_GOAL_:
Copy out all the records, word for word.

_DATA PROVIDED_:
....................
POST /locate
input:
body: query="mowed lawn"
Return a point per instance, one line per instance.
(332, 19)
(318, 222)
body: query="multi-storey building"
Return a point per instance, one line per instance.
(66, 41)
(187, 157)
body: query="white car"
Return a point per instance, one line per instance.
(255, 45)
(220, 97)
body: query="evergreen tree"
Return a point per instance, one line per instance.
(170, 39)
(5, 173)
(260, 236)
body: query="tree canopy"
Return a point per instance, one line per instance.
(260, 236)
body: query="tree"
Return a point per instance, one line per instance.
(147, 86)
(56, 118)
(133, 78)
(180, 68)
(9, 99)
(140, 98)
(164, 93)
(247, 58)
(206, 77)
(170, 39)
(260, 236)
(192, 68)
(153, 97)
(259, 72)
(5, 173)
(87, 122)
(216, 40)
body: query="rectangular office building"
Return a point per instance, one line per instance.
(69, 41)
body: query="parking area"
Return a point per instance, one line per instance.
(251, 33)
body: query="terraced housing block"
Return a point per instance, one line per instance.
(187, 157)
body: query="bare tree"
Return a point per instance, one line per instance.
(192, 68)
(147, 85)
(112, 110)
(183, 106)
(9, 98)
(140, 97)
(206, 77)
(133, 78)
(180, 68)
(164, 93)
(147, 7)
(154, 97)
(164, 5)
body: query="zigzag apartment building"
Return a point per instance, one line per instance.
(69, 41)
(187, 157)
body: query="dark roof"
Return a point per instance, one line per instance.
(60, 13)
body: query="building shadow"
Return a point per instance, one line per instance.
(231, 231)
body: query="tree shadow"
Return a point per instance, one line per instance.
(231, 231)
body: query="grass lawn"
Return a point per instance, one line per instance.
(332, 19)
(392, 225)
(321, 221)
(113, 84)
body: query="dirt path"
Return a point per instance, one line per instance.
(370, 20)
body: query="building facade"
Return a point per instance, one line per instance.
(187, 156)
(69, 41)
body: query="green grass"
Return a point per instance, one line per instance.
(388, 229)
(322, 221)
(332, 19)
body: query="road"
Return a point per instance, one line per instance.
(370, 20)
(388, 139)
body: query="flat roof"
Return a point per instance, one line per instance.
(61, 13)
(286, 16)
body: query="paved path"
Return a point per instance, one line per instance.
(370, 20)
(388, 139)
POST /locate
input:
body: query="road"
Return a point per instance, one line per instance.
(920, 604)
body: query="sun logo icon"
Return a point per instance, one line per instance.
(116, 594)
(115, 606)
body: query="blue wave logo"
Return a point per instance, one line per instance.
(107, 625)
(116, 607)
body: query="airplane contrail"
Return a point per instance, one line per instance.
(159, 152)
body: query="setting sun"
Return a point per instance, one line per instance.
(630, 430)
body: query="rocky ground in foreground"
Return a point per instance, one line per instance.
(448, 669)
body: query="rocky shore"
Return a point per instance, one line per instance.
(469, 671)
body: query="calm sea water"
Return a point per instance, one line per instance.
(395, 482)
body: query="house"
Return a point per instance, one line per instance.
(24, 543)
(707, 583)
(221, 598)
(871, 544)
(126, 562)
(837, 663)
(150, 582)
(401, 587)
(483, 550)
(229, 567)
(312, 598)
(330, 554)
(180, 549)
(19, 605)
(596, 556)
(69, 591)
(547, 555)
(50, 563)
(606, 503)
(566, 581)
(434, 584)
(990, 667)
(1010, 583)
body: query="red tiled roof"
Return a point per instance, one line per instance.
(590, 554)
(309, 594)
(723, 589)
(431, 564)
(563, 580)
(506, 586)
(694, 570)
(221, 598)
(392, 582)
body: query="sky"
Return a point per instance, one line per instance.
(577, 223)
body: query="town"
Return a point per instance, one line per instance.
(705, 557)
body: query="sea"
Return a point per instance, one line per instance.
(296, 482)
....................
_EXERCISE RESPONSE_:
POST /locate
input:
body: query="mowed lawn"
Return a point per instance, one line per instance.
(332, 19)
(318, 222)
body: query="multi-storey building"
Return a point per instance, one line per instance.
(66, 41)
(187, 157)
body: query="white car"
Return a point per instance, one line per instance.
(255, 45)
(220, 97)
body: query="evergreen tree"
Return a point per instance, one line per instance.
(170, 39)
(5, 173)
(260, 236)
body: query="tree canopy"
Return a point per instance, one line per instance.
(260, 236)
body: query="tree"
Return a point per instance, one line per instance.
(147, 86)
(56, 118)
(133, 78)
(180, 68)
(9, 99)
(140, 98)
(164, 93)
(247, 58)
(206, 77)
(170, 39)
(260, 236)
(192, 68)
(153, 97)
(259, 72)
(5, 173)
(87, 122)
(216, 40)
body: query="rectangular office building"
Return a point per instance, one line per instance.
(69, 41)
body: query="parking area"
Return a point per instance, one line per instance.
(251, 33)
body: query="terraced housing block"
Return a point per instance, one line per instance.
(187, 157)
body: query="bare tree"
Return a point per instance, one line per instance.
(192, 68)
(147, 85)
(112, 110)
(183, 106)
(9, 98)
(140, 97)
(206, 77)
(133, 78)
(180, 68)
(164, 93)
(147, 7)
(154, 97)
(164, 5)
body: query="zigzag apartment building"
Return a point per instance, one line per instance.
(69, 41)
(187, 157)
body: query="dark roof"
Return a point per instance, one line per instance.
(60, 13)
body: query="building shadow"
Return a point per instance, one line per instance.
(231, 231)
body: query="tree shadow"
Return a point per instance, one line per instance.
(231, 231)
body: query="grass lawn"
Return a point per instance, one line per instance.
(332, 19)
(392, 225)
(321, 221)
(113, 84)
body: query="dirt path"
Return a point per instance, one line per instance.
(370, 20)
body: query="building facade"
Return a point per instance, one line per instance.
(187, 156)
(69, 41)
body: query="green grass"
Return a point per instance, one line per instance.
(388, 229)
(322, 221)
(332, 19)
body: query="road"
Return a point per instance, one line per instance.
(370, 20)
(388, 139)
body: query="flat roof"
Return a point per instance, one line per instance.
(61, 13)
(286, 16)
body: query="paved path"
Return a point per instance, one line per instance.
(370, 20)
(388, 139)
POST /locate
input:
body: query="road"
Return a point per instance, one line per instance.
(920, 604)
body: query="sun logo icon"
Return a point per instance, one line per instance.
(116, 594)
(115, 606)
body: query="blue wave logo"
Return a point per instance, one line per instance.
(107, 625)
(116, 607)
body: query="airplane contrail"
Return a point per instance, one line per instance.
(159, 152)
body: query="setting sun"
Return a point per instance, one line per instance.
(630, 430)
body: query="rocky ground in foreground"
Return a point per instance, one line per instance.
(448, 669)
body: query="rocky shore"
Return a point per instance, one line per instance.
(469, 671)
body: query="calm sea water"
Return a point per instance, one line per instance.
(395, 482)
body: query="house"
Return a point per instance, one line per instance.
(24, 543)
(707, 583)
(221, 598)
(871, 544)
(126, 562)
(837, 663)
(150, 582)
(401, 587)
(483, 550)
(229, 567)
(312, 598)
(330, 554)
(180, 549)
(19, 605)
(596, 556)
(69, 591)
(547, 555)
(50, 563)
(606, 503)
(566, 581)
(434, 584)
(990, 667)
(1010, 583)
body: query="red tiled roof"
Return a point per instance, one line per instance.
(590, 554)
(309, 594)
(723, 589)
(431, 564)
(563, 580)
(506, 586)
(694, 570)
(221, 598)
(392, 582)
body: query="sky"
Return a point per instance, one line per instance.
(577, 223)
body: query="town"
Return a point per instance, one line per instance.
(705, 557)
body: query="sea"
Return a point per instance, one line per instance.
(296, 482)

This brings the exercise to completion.